◆ Your goal ◆
Once you have read the records, write them out again exactly.

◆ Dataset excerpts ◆
◆ ◆ ◆

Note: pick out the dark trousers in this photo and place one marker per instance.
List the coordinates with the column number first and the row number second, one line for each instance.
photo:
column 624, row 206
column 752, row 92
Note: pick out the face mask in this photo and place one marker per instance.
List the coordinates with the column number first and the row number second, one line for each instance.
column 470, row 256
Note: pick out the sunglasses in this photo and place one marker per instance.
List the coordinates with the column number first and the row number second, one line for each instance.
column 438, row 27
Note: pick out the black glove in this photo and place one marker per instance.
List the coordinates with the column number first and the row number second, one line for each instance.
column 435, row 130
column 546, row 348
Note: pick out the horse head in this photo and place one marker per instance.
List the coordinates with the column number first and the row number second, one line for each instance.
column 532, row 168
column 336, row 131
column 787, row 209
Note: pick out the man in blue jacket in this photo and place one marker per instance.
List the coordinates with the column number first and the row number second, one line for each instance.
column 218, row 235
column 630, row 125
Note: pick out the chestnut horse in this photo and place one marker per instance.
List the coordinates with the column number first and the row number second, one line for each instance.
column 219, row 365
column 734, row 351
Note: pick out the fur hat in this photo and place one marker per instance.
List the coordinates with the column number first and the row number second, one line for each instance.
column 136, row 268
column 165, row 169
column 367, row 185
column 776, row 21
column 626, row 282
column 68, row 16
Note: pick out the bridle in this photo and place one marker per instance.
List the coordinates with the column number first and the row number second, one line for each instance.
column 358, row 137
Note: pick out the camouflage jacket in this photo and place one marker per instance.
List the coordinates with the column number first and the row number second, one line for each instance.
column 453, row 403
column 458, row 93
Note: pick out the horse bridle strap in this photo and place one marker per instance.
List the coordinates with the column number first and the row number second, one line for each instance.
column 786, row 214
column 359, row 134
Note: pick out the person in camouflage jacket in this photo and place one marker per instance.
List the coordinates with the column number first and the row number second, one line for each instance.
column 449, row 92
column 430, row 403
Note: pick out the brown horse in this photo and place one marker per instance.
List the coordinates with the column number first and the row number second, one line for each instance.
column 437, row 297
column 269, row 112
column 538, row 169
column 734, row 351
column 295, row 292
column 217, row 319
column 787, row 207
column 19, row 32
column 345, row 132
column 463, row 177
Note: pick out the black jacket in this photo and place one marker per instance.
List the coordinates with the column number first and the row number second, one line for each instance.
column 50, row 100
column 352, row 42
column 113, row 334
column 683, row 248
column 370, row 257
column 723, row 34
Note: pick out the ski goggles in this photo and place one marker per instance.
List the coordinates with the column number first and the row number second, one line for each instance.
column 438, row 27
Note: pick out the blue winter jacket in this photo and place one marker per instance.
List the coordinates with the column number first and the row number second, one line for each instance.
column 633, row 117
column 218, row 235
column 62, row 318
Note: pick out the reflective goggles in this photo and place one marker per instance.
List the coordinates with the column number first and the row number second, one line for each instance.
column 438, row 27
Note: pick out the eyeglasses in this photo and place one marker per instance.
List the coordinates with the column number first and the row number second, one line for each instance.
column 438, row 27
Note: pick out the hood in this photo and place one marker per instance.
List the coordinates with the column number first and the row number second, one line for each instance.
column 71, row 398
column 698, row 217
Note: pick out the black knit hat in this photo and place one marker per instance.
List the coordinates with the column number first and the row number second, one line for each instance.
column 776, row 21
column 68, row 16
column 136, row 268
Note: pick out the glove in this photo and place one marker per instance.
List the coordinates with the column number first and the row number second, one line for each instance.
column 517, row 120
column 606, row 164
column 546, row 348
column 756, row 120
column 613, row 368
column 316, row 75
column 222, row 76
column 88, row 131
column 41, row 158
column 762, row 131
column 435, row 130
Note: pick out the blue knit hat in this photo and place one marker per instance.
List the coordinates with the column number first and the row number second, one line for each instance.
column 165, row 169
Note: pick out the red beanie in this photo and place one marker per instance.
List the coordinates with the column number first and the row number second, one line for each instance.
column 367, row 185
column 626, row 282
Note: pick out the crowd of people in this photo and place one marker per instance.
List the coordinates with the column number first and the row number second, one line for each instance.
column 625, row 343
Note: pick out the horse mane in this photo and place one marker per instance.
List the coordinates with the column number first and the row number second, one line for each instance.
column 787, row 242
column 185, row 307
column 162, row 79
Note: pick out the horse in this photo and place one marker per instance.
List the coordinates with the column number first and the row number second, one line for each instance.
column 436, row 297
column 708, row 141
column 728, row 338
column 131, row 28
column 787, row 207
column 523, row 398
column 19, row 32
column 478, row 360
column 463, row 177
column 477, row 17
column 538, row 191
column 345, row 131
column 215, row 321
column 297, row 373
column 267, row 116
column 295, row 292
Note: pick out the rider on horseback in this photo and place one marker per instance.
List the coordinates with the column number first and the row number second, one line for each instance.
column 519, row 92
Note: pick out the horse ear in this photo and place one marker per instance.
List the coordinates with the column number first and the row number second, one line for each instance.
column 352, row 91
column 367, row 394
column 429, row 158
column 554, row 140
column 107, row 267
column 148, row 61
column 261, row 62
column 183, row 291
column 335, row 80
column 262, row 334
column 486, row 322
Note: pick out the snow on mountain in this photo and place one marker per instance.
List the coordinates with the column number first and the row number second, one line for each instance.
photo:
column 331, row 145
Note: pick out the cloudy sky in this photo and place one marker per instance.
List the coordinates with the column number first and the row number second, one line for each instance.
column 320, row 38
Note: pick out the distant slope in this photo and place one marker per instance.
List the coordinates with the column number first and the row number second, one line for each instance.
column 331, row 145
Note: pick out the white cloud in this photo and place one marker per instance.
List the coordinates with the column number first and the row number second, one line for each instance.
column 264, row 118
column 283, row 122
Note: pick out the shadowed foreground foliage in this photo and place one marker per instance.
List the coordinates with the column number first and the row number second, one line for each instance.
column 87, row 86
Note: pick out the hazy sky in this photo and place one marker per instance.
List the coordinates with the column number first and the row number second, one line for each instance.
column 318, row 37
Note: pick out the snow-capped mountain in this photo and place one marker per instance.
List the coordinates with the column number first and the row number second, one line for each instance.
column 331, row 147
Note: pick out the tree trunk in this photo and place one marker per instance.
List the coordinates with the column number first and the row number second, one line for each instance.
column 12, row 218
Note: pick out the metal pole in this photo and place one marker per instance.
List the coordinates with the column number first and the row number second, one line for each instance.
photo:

◆ ◆ ◆

◆ Your solution ◆
Note: pick out the dark trousers in this photo and place one marker per instance.
List the coordinates with the column number first and the row number second, one line for each instance.
photo:
column 624, row 206
column 752, row 92
Note: pick out the face mask in this photo and place one marker per instance.
List the coordinates with the column number first and the row number second, one line for each instance.
column 470, row 256
Note: pick out the sunglasses in this photo and place one marker per instance.
List the coordinates with the column number first and the row number second, one line for each instance.
column 438, row 27
Note: pick out the black glove in this photo and place one marker per instance.
List the coordinates with the column number first and the row number second, one line for each instance.
column 435, row 130
column 546, row 348
Note: pick out the horse head in this photo and place one marker per instance.
List the coordinates with the column number first and the row number second, one line for each instance.
column 532, row 168
column 336, row 131
column 787, row 209
Note: pick out the man in blue jacket in this photo and place one marker per instance.
List the coordinates with the column number first and the row number second, one line for each instance.
column 218, row 235
column 630, row 125
Note: pick out the chestnut horse in this photo and place one marker per instance.
List the coordinates with the column number first and the row number second, one line for each instance.
column 219, row 365
column 734, row 351
Note: pick out the fur hat in this photo and place one marker per instance.
List the coordinates with the column number first and the row number second, one line for each instance.
column 136, row 268
column 165, row 169
column 367, row 185
column 776, row 21
column 626, row 282
column 68, row 16
Note: pick out the bridle in this photo and place one marker per instance.
List the coordinates with the column number first and the row number second, one line for each instance.
column 358, row 137
Note: pick out the camouflage jacket in this photo and place one marker per instance.
List the coordinates with the column number first and the row number second, one line for each instance.
column 453, row 403
column 458, row 93
Note: pick out the horse bridle strap in this photo and place one marker per instance.
List the coordinates with the column number first and the row number second, one line for each instance.
column 786, row 214
column 359, row 134
Note: pick out the person in camouflage jacket in this photo and place one marker per instance.
List the coordinates with the column number first and the row number second, one line for each instance.
column 449, row 92
column 430, row 403
Note: pick out the brown horse in this photo and place one marker per instance.
List the coordinates with the column number first and the row number second, one line for each instance.
column 437, row 297
column 269, row 112
column 538, row 169
column 734, row 351
column 295, row 292
column 217, row 319
column 787, row 207
column 19, row 32
column 345, row 132
column 463, row 177
Note: pick out the black jacket in this photo and place one marker per instance.
List the coordinates with the column number first and the row number second, one line for each instance.
column 50, row 100
column 352, row 42
column 113, row 334
column 683, row 248
column 370, row 257
column 723, row 34
Note: pick out the ski goggles in this photo and place one marker per instance.
List the coordinates with the column number first and the row number second, one line for each instance.
column 438, row 27
Note: pick out the blue winter jacket in this photo and place one marker per instance.
List the coordinates with the column number first and the row number second, one line for each instance.
column 633, row 117
column 218, row 235
column 62, row 318
Note: pick out the reflective goggles in this photo and place one marker per instance.
List the coordinates with the column number first and the row number second, one line for each instance.
column 438, row 27
Note: pick out the eyeglasses in this photo and place one marker per instance.
List the coordinates with the column number first and the row number second, one line for each instance.
column 438, row 27
Note: pick out the hood in this photo and place one marker per instance.
List the coordinates with the column number first and the row number second, one line for each instance.
column 71, row 398
column 698, row 217
Note: pick out the black knit hat in this photo and place one marker per instance.
List the coordinates with the column number first and the row number second, one line for each instance.
column 776, row 21
column 68, row 16
column 136, row 268
Note: pick out the glove in this photo and place one marker per instance.
List the coordinates with the column number first and the row number second, one line for each instance.
column 517, row 120
column 606, row 164
column 546, row 348
column 756, row 120
column 613, row 368
column 316, row 75
column 222, row 76
column 88, row 131
column 41, row 158
column 762, row 131
column 435, row 130
Note: pick out the blue knit hat in this photo and place one marker per instance.
List the coordinates with the column number first and the row number second, one line for each instance.
column 165, row 169
Note: pick out the red beanie in this photo and place one marker per instance.
List the coordinates with the column number first and the row number second, one line for each instance.
column 367, row 185
column 626, row 282
Note: pick out the crowd of people in this photo and place one marker per instance.
List the coordinates with the column number first and the row number second, one line for each instance.
column 625, row 343
Note: pick out the horse mane in this photo and place one marker per instance.
List the coordinates with the column number first and the row number second, one line for each instance.
column 787, row 242
column 185, row 307
column 162, row 79
Note: pick out the horse in this photo and place one marker per instance.
List the coordinates with the column number first and the row number second, one line for each instance.
column 436, row 297
column 708, row 141
column 728, row 338
column 131, row 28
column 787, row 207
column 523, row 398
column 19, row 32
column 478, row 360
column 463, row 177
column 477, row 17
column 538, row 191
column 345, row 131
column 215, row 321
column 297, row 373
column 267, row 116
column 295, row 292
Note: pick out the rider on horseback in this photo and place one marker per instance.
List the coordinates with the column number first and the row number second, one line for each instance.
column 519, row 92
Note: pick out the horse ear in this photo and place one marker per instance.
List the coordinates with the column number first and the row number second, one line for each instance.
column 352, row 91
column 367, row 394
column 429, row 158
column 554, row 140
column 107, row 267
column 148, row 61
column 261, row 62
column 183, row 291
column 335, row 80
column 262, row 334
column 486, row 322
Note: pick out the snow on mountain in this photo and place one marker per instance.
List the coordinates with the column number first and the row number second, one line for each instance.
photo:
column 331, row 145
Note: pick out the cloudy sky in this photo and place one marker per instance.
List the coordinates with the column number first and the row number second, one line for each instance.
column 320, row 38
Note: pick out the distant slope in this photo and place one marker per instance.
List the coordinates with the column number first and the row number second, one line for each instance.
column 331, row 145
Note: pick out the white cloud in this photo and place one marker per instance.
List the coordinates with the column number first and the row number second, one line for each instance.
column 264, row 118
column 283, row 122
Note: pick out the shadowed foreground foliage in this photo and place one marker per instance.
List the coordinates with the column number first and the row number second, one line for each instance.
column 87, row 86
Note: pick out the hazy sky in this photo and place one marker per instance.
List the coordinates with the column number first and the row number second, one line for each instance.
column 318, row 37
Note: pick out the snow-capped mountain in this photo and place one marker per instance.
List the coordinates with the column number first and the row number second, one line for each instance.
column 331, row 147
Note: pick out the tree trunk in this photo and place one marker per instance.
List the coordinates with the column number first and the row number second, one line for each instance.
column 12, row 218
Note: pick out the metal pole in this photo and place one marker per instance.
List the coordinates with the column number first and the row number second, one line for each instance.
photo:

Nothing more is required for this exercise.